• _WHAT THIS TASK INVOLVES_
Give back every record word for word, but keep the pictures out.

(Image-grounded pointing data)

• • • •

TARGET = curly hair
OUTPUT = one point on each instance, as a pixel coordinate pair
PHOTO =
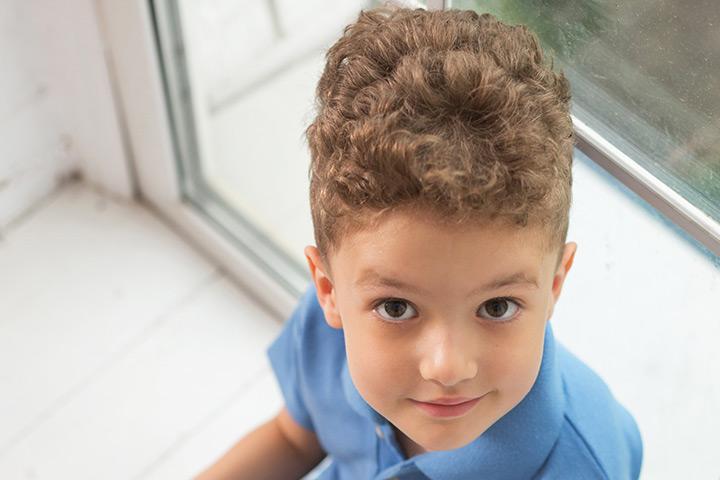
(447, 112)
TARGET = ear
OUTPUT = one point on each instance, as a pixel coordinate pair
(324, 287)
(562, 271)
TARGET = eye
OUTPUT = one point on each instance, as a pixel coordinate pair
(394, 309)
(500, 309)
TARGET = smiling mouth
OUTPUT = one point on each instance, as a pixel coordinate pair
(447, 410)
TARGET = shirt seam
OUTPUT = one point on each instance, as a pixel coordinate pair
(587, 446)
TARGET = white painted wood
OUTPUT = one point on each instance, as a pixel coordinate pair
(81, 279)
(641, 307)
(188, 365)
(252, 406)
(56, 108)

• • • •

• _TASK SOLUTION_
TARGET = curly hair
OUTPUT = one point on each instance, as a pixel coordinate pair
PHOTO =
(447, 112)
TARGET = ear
OUTPUT = one point on each instance, as a pixel coordinate pair
(324, 287)
(562, 271)
TARGET = eye
OUTPUT = one point on each instance, as a pixel coordinate pair
(394, 309)
(500, 309)
TARGET = smiling mouth
OUTPUT = one point on each instance, as a pixel coordinate pair
(447, 410)
TARGET = shirt seam
OUTPUT = one point on each instance, as a pixel coordinate pair
(587, 446)
TARGET = white painted wood
OUTPUT = one point on each instance, as a pixel coordinate pair
(81, 279)
(641, 307)
(188, 365)
(252, 406)
(56, 108)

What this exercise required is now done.